Exercise directions: Produce a copy of every line in the records that holds the string "instance".

Materials provided:
***
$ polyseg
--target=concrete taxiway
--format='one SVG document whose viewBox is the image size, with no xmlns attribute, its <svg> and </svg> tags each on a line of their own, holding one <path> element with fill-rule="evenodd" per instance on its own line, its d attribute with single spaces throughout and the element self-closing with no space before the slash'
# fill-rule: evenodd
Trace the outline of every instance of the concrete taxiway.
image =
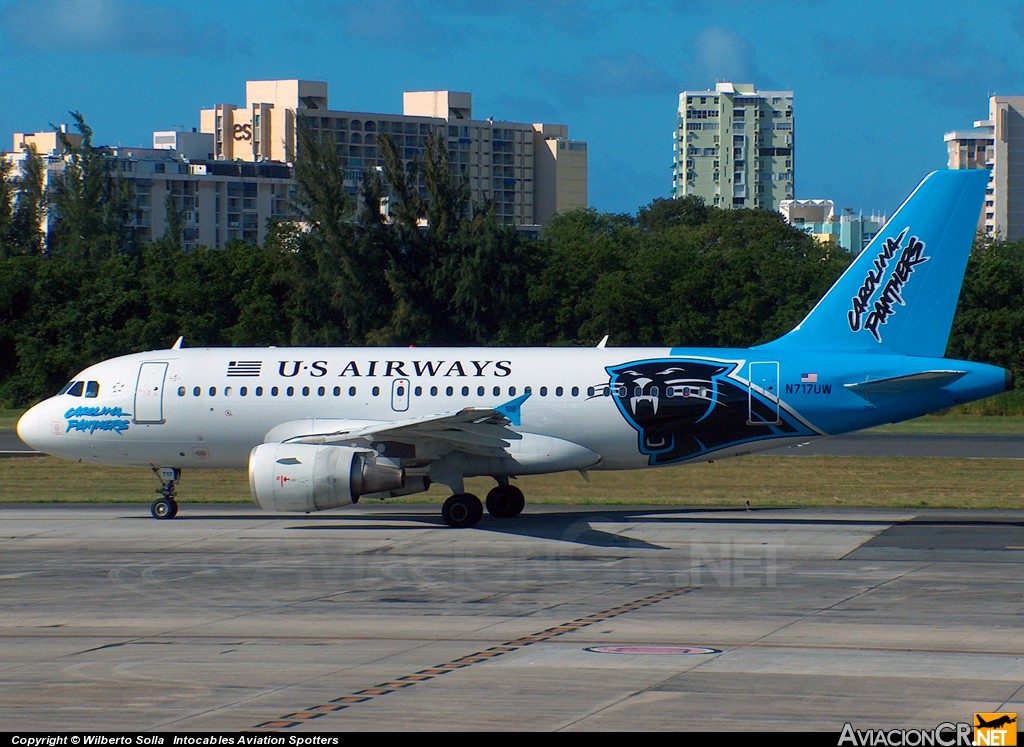
<svg viewBox="0 0 1024 747">
<path fill-rule="evenodd" d="M 10 731 L 932 728 L 1024 711 L 1024 512 L 0 507 Z"/>
</svg>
***
Task answer:
--format='one SVG document whose viewBox is the image size, with no xmlns attribute, its <svg> and </svg> tags each on a line of their own, holding one <path> element with fill-rule="evenodd" per instance on its own line, its d attribute with single spaces throughout and the element self-closing with no space before the slash'
Trace the outline of every instance of the concrete taxiway.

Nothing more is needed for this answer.